• TEXT UNDER STUDY:

-=-=-=-=-

Ask the Experts: Can You Offer Incentives for Switching to Medicare?
Question: Can we offer employees who are Medicare eligible an incentive in a supplemental payment to move from our group health plan to Medicare? We have two Medicare-eligible employees currently on our group health plan and two more that will become Medicare-eligible this year. We are told that this drives up our premium costs by as much as 10%. We employ more than 20 employees.
In answering this question, we thought that it might be useful to first explain who the Medicare Secondary Payer (MSP) rules apply to. The MSP rules relating to “group health plans covering the working aged, those 65 or older” apply to employers employing 20 or more employees. The MSP rules relating to disability apply to group health plans sponsored by employers employing 100 or more employees (referred to as “large group health plans”). The MSP rules relating to end-stage renal disease apply to employer-sponsored group health plans without regard to the employer size.

-=-=-=-=-

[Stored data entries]
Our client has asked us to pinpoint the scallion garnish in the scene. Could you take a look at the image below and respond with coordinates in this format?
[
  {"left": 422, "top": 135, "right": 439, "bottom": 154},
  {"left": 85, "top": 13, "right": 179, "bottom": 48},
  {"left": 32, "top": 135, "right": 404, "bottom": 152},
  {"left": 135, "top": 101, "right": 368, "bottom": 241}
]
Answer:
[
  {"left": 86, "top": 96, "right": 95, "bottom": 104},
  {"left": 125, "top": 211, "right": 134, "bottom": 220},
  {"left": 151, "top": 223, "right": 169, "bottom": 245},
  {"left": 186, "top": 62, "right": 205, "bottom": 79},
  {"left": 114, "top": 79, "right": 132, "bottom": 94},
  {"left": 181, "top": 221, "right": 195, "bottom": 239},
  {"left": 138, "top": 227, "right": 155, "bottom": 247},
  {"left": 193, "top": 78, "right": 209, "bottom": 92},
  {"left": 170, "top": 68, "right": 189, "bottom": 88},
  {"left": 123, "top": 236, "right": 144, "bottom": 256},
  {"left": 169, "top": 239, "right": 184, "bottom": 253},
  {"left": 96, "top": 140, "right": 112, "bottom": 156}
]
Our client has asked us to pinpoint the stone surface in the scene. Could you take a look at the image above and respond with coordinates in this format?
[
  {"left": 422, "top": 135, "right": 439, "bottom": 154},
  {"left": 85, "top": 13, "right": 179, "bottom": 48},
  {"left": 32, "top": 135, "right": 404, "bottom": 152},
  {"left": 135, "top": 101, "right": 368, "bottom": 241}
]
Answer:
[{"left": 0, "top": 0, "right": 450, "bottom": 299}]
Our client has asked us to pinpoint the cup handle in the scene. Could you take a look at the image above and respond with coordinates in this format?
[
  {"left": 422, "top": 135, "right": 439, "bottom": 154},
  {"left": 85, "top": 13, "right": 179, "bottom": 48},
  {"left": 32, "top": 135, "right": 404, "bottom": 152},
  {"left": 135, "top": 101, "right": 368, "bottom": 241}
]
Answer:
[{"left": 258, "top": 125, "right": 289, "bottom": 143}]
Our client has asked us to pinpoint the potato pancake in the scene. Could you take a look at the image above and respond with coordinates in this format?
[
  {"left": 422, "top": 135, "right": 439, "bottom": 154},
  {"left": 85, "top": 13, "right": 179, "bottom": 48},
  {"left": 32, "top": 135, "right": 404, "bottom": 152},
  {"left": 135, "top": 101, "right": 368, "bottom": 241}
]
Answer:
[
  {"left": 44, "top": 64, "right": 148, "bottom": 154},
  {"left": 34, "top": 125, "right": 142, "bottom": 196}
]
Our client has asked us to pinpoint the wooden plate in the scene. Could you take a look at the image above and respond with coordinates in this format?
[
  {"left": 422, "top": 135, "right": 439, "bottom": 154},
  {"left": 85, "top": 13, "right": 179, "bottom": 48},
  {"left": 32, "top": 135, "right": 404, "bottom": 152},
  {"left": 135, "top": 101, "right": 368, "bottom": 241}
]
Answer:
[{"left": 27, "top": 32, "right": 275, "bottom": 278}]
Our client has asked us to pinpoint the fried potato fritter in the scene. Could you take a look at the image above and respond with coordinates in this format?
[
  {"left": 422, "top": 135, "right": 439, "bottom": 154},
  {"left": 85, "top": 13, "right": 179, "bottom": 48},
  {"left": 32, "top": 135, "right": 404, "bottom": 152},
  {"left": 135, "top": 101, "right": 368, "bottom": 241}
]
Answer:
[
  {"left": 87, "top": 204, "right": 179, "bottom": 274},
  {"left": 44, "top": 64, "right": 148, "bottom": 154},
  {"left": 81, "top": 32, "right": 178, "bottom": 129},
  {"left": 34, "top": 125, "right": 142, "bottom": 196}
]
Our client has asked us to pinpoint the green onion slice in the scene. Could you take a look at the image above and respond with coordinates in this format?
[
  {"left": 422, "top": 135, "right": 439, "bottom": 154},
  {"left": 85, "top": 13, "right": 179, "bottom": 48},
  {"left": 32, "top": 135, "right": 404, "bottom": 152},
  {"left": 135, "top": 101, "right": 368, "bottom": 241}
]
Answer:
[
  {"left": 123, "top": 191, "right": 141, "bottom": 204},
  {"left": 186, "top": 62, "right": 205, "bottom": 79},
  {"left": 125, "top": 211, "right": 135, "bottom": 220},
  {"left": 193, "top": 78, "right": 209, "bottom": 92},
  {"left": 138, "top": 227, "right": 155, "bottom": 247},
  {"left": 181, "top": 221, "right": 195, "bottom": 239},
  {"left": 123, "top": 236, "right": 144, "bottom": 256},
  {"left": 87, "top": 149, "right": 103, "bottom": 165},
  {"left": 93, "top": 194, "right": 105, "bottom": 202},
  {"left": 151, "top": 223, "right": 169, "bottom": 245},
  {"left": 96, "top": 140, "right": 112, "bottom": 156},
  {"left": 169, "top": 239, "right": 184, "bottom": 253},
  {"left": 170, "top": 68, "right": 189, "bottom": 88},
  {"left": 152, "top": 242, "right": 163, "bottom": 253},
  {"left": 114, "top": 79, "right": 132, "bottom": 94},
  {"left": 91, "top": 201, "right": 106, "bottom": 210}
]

-=-=-=-=-

• TASK LIST:
(a) In the Medicare incentives article, which MSP rules apply to employer-sponsored group health plans regardless of employer size?
(b) Go on with the Medicare incentives article, starting after its final sentence.

• RESPONSES BY TASK:
(a) The MSP rules relating to end-stage renal disease.

(b)
The following information comes directly from the Center for Centers for Medicare & Medicaid Services to answer your specific question:
“An employer or other entity is prohibited from offering Medicare beneficiaries financial or other benefits as incentives not to enroll in or to terminate enrollment in a Group Health Plan or Large Group Health Plan that is or would be primary to Medicare. This prohibition precludes the offering of benefits to Medicare beneficiaries that are alternatives to the employer’s primary plan (e.g., prescription drugs) unless the beneficiary has primary coverage other than Medicare. An example would be primary plan coverage through his/her own or a spouse’s employer. This rule applies even if the payments or benefits are offered to all other individuals who are eligible for coverage under the plan. It is a violation of the Medicare law every time a prohibited offer is made regardless of whether it is oral or in writing. Any entity that violates the prohibition is subject to a civil money penalty of up to $5,000 for each violation.”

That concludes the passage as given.